§ **設問**
• a. 次の本文を読み、以下の問いにそれぞれ答えよ。
(i) マルクスが大英博物館の図書室に通いはじめたのは、何年何月ごろか。
(ii) 恵果は空海に会ってからどれだけの期間で「亜闍梨」の位を授けたか。
(iii) 空海が帰国したのは何年何月か。
• b. 次の本文のうち、「恵果は一目で空海にその資格あ」で始まり「恵果は空海に早く帰国して日本に密教の奥義を伝えることを願った。」で終わる部分を、一字一句違えずに書き出せ。

§ **本文**

·····

マルクスはロンドンに亡命してから約1年後の1850年9月ごろより「共産党宣言」を裏付けるための科学的理論を仕上げるために大英博物館の図書室に通いはじめたのである。
1850年代を通じてマルクスは毎日午前9時から午後7時まで住居に近い大英博物館の大きなド−ムの図書館に出かけ経済学の書を読み続けた。作ったノ−トは実に大量で、今日の大学ノ−トでいえば数百冊にのぼったという。大英博物館の図書室には日本の国会図書館の3倍もの蔵書があり、マルクスは資本論を書くために1500冊の著書を書き抜いたといわれている。

空海が学ぼうとした長安の高僧青龍寺の恵果(けいか)は、胎蔵界つまり真理(大日如来)が宇宙で運動する発現形態、と金剛界つまりその運動が真理へ帰一していく形態の両方(両部)に通じていた。しかし、それらの奥義を伝えるべき弟子に恵まれていなかった。
 恵果は一目で空海にその資格ありとみた、というよりも恵果は空海を恵果自身の師匠である三蔵の生まれ変わりとみたのである。
そして自分の持つ物すべてを空海に惜しげもなく開陳し譲った。恵果は空海に会ってからわずか3ヶ月で最高位である「亜闍梨」の位を授け、空海を密教の正統なる継承者とした。
恵果は空海に早く帰国して日本に密教の奥義を伝えることを願った。
そして空海は、師・恵果のすすめで2年あまりの滞在で帰国を決意し806年10月帰国したのである。

·····

§ **資料データ**

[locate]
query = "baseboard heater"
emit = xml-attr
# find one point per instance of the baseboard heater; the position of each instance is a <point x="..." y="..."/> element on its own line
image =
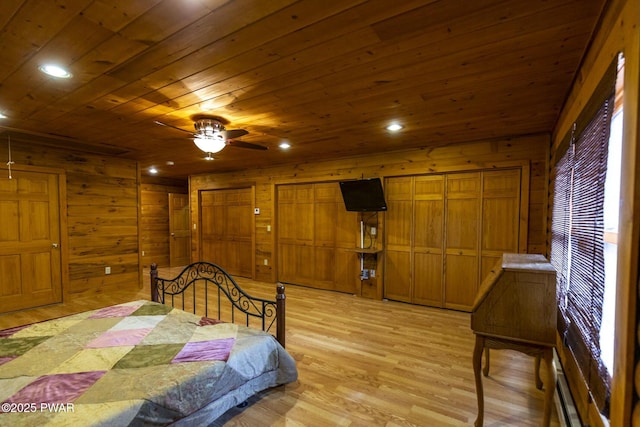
<point x="567" y="413"/>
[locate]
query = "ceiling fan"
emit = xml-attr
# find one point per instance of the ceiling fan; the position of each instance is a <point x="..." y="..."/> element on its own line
<point x="211" y="136"/>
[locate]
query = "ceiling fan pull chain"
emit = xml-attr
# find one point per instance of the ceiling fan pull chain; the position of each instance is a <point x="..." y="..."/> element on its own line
<point x="10" y="162"/>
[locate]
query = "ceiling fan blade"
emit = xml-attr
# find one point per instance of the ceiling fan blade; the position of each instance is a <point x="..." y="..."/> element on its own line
<point x="235" y="133"/>
<point x="242" y="144"/>
<point x="174" y="127"/>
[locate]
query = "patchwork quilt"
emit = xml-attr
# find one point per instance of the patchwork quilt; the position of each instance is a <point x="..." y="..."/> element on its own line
<point x="138" y="363"/>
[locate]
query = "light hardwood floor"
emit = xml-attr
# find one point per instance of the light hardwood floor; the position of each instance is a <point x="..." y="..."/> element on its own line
<point x="364" y="362"/>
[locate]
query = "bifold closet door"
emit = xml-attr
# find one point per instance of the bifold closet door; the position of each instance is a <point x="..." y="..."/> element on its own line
<point x="414" y="230"/>
<point x="462" y="222"/>
<point x="398" y="282"/>
<point x="427" y="248"/>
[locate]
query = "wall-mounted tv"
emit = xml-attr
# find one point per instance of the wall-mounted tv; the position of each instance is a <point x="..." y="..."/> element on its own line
<point x="363" y="195"/>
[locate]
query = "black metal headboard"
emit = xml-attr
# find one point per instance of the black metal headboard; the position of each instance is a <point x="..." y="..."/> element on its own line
<point x="201" y="283"/>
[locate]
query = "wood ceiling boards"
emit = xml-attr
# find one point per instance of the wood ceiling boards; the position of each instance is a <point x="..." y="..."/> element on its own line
<point x="327" y="76"/>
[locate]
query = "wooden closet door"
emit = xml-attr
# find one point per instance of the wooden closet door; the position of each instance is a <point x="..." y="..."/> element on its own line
<point x="428" y="240"/>
<point x="314" y="235"/>
<point x="462" y="222"/>
<point x="227" y="229"/>
<point x="399" y="232"/>
<point x="296" y="234"/>
<point x="324" y="234"/>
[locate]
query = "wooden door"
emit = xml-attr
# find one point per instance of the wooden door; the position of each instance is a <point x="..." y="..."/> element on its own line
<point x="462" y="222"/>
<point x="315" y="234"/>
<point x="428" y="240"/>
<point x="179" y="230"/>
<point x="227" y="229"/>
<point x="399" y="235"/>
<point x="30" y="260"/>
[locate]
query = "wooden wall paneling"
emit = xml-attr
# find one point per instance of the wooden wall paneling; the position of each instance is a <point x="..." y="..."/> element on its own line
<point x="428" y="218"/>
<point x="500" y="219"/>
<point x="398" y="238"/>
<point x="296" y="219"/>
<point x="30" y="239"/>
<point x="154" y="228"/>
<point x="102" y="213"/>
<point x="482" y="155"/>
<point x="179" y="230"/>
<point x="462" y="228"/>
<point x="212" y="224"/>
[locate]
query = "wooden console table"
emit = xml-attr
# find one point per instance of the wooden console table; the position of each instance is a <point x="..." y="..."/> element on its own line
<point x="516" y="309"/>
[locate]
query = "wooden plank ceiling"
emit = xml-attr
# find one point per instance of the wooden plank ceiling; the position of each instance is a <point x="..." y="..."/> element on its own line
<point x="327" y="76"/>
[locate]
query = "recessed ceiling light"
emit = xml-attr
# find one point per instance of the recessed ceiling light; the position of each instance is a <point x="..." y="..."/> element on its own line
<point x="55" y="71"/>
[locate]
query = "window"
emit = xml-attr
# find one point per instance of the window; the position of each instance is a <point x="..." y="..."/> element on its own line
<point x="586" y="177"/>
<point x="611" y="213"/>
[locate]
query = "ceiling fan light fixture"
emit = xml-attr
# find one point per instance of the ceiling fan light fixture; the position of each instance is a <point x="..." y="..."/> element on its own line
<point x="209" y="145"/>
<point x="55" y="71"/>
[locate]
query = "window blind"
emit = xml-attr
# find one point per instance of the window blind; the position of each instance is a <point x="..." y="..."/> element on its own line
<point x="577" y="230"/>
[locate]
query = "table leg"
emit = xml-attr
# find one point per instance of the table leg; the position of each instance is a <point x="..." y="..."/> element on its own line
<point x="537" y="369"/>
<point x="477" y="367"/>
<point x="485" y="370"/>
<point x="550" y="385"/>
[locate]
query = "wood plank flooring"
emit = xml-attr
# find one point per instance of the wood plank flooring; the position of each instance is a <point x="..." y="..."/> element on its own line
<point x="365" y="362"/>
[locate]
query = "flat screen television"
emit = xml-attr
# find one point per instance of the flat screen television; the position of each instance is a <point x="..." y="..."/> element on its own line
<point x="363" y="195"/>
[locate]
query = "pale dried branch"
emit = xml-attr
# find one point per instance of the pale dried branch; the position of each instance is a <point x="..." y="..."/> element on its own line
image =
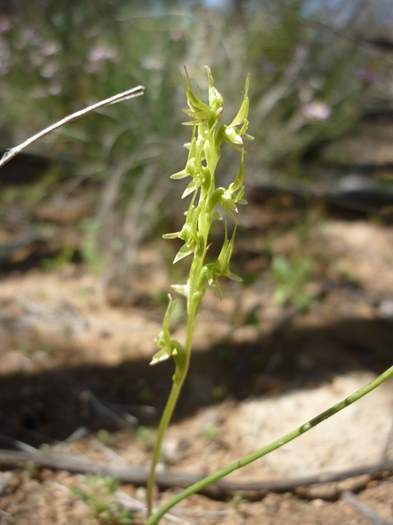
<point x="119" y="97"/>
<point x="222" y="489"/>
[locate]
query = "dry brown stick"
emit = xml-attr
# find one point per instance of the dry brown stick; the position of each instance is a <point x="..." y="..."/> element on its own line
<point x="120" y="97"/>
<point x="165" y="480"/>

·····

§ **設問別の解答**
• a.
(i) 1850年9月ごろ
(ii) わずか3ヶ月
(iii) 806年10月

• b.
恵果は一目で空海にその資格ありとみた、というよりも恵果は空海を恵果自身の師匠である三蔵の生まれ変わりとみたのである。
そして自分の持つ物すべてを空海に惜しげもなく開陳し譲った。恵果は空海に会ってからわずか3ヶ月で最高位である「亜闍梨」の位を授け、空海を密教の正統なる継承者とした。
恵果は空海に早く帰国して日本に密教の奥義を伝えることを願った。